Find the line that contains "as point(350, 317).". Repeat that line and all lines following it, exactly, through the end of the listing below.

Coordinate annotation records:

*****

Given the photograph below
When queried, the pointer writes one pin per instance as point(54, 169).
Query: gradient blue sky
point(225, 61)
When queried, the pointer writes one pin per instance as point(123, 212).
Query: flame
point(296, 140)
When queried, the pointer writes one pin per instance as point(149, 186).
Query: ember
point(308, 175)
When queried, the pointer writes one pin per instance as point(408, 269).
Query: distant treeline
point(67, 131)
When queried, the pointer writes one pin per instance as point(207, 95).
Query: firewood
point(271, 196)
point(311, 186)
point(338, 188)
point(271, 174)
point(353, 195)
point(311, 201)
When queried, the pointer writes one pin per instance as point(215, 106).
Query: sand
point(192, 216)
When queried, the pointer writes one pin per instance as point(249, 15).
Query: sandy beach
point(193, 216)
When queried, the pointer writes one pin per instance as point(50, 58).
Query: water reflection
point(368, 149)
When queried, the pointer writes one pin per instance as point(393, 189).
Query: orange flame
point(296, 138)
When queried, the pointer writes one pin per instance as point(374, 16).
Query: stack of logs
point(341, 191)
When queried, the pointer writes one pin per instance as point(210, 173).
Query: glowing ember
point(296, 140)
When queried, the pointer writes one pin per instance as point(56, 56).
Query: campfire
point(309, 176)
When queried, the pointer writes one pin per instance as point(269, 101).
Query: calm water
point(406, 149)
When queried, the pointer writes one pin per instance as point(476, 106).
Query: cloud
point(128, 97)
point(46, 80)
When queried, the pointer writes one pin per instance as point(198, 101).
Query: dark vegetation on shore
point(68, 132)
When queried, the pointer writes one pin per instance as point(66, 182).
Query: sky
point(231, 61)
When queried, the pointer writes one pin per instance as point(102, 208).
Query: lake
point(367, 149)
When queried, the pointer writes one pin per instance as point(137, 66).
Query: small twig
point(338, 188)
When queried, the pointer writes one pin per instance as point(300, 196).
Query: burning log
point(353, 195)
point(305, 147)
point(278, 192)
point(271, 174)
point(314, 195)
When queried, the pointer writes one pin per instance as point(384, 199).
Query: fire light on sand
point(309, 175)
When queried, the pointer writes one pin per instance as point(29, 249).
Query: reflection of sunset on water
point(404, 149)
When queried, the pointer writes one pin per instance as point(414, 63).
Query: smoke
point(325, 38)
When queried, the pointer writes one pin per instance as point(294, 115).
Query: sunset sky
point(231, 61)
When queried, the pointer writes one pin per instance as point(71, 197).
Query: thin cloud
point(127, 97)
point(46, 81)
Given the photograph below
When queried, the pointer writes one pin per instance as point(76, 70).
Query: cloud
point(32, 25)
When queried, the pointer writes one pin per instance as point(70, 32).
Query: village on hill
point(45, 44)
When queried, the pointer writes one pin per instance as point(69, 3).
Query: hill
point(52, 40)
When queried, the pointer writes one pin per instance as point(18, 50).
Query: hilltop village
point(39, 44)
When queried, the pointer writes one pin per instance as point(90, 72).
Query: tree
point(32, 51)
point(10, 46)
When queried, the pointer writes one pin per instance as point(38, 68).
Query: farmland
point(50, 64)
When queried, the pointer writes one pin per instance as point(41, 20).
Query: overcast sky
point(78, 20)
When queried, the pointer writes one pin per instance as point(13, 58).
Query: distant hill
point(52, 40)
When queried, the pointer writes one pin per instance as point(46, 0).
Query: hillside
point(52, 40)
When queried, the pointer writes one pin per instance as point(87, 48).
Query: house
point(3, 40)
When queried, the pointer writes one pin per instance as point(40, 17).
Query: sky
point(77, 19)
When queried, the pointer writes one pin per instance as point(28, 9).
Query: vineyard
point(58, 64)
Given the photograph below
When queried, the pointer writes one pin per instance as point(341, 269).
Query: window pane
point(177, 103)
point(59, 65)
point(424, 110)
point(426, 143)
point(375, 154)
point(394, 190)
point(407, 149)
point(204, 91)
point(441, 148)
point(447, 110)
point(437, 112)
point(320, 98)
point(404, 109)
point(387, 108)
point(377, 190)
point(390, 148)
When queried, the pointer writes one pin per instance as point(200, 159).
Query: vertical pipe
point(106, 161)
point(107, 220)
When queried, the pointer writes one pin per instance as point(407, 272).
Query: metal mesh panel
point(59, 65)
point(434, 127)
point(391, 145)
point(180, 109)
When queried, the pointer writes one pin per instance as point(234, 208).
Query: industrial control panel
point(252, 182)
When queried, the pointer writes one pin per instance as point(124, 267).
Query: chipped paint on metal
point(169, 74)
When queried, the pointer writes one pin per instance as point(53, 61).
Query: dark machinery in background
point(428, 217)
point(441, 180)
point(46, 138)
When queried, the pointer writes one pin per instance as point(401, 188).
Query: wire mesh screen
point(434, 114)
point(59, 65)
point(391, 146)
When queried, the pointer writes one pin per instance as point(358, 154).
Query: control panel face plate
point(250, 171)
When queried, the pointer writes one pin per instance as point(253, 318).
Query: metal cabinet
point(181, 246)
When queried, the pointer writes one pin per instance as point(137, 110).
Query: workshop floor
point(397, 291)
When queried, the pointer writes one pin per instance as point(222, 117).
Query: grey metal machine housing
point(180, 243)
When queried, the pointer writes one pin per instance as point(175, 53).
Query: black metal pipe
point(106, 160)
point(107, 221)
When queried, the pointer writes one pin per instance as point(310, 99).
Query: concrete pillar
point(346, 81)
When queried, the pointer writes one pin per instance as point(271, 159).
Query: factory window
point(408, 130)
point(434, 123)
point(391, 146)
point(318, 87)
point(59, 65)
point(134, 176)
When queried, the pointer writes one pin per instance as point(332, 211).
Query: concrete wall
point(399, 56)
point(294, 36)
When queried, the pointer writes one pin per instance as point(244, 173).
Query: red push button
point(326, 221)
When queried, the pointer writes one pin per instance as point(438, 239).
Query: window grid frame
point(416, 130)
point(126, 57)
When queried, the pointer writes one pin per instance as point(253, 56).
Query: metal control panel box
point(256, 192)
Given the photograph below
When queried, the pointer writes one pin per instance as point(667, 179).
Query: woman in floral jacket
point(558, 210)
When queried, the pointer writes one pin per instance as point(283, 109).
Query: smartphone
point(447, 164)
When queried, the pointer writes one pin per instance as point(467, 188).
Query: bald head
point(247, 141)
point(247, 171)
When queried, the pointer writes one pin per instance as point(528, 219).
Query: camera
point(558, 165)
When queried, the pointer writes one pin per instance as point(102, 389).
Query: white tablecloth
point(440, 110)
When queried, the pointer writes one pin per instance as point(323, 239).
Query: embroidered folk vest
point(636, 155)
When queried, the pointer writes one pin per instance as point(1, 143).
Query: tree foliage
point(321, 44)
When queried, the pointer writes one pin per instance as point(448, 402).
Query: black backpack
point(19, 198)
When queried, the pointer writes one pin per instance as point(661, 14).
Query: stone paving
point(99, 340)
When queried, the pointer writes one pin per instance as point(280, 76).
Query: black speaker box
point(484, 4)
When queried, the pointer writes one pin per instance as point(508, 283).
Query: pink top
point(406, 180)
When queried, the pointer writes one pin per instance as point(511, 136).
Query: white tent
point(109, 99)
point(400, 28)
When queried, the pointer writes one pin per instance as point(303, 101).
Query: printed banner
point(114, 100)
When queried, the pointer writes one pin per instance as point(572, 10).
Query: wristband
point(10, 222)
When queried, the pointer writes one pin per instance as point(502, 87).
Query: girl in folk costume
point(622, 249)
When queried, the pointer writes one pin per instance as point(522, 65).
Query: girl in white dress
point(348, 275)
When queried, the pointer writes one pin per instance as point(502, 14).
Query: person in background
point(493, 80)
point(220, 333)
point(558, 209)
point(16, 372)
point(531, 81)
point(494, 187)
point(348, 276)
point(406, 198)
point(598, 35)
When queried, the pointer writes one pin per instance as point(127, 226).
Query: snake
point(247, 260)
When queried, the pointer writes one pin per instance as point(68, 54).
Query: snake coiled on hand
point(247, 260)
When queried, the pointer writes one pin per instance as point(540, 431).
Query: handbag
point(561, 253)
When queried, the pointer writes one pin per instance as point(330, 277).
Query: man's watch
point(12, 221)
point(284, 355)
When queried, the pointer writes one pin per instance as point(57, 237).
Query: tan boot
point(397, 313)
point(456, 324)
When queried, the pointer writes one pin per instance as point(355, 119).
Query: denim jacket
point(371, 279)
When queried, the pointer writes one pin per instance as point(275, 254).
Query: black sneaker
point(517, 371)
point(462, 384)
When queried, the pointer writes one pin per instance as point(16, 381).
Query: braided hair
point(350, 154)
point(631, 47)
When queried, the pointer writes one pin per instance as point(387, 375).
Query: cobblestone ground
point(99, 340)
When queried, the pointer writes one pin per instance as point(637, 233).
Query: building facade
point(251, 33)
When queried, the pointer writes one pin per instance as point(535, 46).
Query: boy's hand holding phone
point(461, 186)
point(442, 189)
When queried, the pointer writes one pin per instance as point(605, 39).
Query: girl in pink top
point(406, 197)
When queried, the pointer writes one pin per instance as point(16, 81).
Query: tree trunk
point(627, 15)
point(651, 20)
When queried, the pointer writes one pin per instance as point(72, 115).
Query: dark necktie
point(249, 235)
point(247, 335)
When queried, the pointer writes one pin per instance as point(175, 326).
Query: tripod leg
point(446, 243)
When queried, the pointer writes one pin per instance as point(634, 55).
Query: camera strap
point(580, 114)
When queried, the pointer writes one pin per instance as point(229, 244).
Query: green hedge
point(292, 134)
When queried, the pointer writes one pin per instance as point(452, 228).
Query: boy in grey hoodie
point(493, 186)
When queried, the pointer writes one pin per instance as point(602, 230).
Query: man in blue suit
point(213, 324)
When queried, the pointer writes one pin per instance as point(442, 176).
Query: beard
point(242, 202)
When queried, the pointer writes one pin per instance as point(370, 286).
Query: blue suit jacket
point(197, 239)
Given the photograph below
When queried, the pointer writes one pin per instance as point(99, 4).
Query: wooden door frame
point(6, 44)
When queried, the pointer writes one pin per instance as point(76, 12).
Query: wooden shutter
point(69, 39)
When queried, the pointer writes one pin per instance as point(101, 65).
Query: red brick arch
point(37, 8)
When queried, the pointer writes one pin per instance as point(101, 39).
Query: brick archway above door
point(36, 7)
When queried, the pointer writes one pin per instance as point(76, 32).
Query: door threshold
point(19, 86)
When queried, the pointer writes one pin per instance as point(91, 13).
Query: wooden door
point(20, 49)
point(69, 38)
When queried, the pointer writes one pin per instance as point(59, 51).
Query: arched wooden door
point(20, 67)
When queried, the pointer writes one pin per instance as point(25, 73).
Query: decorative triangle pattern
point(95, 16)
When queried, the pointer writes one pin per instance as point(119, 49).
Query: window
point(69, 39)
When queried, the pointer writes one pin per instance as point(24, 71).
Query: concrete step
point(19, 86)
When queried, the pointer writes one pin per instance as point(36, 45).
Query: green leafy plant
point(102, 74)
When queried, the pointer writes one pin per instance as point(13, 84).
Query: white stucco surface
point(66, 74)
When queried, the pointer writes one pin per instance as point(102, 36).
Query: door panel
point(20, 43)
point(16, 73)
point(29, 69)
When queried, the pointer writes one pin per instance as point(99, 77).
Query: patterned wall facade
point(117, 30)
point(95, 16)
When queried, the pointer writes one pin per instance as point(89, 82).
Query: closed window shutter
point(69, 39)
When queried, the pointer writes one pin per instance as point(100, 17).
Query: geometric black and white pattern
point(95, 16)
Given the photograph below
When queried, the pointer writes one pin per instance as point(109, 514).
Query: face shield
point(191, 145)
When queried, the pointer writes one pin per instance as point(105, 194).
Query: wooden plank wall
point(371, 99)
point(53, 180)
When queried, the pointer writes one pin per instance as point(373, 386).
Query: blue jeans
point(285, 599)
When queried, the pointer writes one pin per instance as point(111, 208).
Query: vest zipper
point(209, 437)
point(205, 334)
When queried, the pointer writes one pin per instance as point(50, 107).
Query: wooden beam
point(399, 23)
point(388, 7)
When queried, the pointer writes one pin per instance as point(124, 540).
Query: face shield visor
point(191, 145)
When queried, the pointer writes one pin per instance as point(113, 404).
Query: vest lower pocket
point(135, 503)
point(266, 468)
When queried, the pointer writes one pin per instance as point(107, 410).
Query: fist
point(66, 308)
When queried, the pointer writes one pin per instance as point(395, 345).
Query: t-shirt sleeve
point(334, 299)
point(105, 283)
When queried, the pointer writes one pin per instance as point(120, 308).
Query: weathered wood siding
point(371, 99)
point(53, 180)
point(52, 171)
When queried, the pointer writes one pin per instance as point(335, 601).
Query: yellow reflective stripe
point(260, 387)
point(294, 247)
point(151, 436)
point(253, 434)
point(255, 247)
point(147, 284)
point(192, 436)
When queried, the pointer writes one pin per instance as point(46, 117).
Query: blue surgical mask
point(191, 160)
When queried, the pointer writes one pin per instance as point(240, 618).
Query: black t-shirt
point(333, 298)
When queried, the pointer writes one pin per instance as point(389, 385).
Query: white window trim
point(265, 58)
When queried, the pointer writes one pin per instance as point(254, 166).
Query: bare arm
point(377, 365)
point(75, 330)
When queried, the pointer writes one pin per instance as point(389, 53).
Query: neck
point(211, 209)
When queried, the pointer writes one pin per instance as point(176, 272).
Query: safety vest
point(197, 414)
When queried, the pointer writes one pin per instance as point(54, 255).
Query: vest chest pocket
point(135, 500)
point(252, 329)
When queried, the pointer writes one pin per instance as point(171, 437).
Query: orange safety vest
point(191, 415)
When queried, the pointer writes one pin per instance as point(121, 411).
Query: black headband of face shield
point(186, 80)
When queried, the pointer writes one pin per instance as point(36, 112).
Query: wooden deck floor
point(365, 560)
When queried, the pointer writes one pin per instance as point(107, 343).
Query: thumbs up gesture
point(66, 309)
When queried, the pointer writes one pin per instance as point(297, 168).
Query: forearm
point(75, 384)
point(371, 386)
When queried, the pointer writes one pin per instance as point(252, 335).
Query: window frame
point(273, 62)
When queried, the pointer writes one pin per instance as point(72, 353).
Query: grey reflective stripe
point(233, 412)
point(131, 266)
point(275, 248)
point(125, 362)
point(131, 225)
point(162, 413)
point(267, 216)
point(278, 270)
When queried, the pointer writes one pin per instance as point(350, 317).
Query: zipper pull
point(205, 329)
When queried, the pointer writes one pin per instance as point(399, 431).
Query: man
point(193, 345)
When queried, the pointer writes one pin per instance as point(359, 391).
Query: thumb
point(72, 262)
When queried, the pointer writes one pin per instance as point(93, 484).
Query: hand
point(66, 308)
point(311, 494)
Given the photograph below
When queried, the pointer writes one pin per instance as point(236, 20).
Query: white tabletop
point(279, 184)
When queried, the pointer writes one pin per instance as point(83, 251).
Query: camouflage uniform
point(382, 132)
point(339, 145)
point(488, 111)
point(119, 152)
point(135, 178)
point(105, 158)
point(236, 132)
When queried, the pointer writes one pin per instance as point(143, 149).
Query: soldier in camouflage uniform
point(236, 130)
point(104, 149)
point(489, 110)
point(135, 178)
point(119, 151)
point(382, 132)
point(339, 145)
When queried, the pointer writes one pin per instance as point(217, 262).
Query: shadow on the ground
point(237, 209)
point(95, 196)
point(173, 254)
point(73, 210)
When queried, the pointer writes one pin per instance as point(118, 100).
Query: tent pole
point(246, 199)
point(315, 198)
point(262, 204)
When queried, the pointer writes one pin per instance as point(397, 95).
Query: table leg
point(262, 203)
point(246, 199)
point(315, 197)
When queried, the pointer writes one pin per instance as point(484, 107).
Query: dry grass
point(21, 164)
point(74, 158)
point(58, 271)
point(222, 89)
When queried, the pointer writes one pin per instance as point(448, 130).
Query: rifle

*****

Solution to the exercise:
When queried, the pointer writes one pin per instance as point(350, 317).
Query: zipper pull
point(205, 329)
When queried, the pointer writes one pin per instance as point(399, 431).
Query: man
point(193, 345)
When queried, the pointer writes one pin per instance as point(359, 391).
Query: thumb
point(72, 262)
When queried, the pointer writes one pin per instance as point(93, 484).
Query: hand
point(66, 308)
point(311, 494)
Given the photograph below
When queried, the pointer writes one pin per instance as point(236, 20).
Query: white tabletop
point(279, 184)
When queried, the pointer writes one pin per instance as point(83, 251).
Query: camouflage uniform
point(382, 132)
point(339, 145)
point(488, 111)
point(119, 152)
point(135, 178)
point(105, 158)
point(236, 132)
When queried, the pointer writes one pin per instance as point(143, 149).
Query: soldier in camouflage uniform
point(236, 130)
point(104, 149)
point(489, 110)
point(135, 178)
point(119, 151)
point(382, 132)
point(339, 145)
When queried, the pointer writes one pin per instance as point(217, 262).
Query: shadow on the ground
point(237, 209)
point(95, 196)
point(173, 254)
point(73, 210)
When queried, the pointer writes one pin per instance as point(118, 100).
Query: tent pole
point(246, 199)
point(315, 198)
point(262, 204)
When queried, the pointer writes one pin per instance as point(397, 95).
Query: table leg
point(262, 203)
point(246, 199)
point(315, 197)
When queried, the pointer writes one pin per instance as point(484, 107).
Query: dry grass
point(21, 164)
point(74, 158)
point(58, 271)
point(222, 89)
When queried, the pointer writes one pin per instance as point(448, 130).
Query: rifle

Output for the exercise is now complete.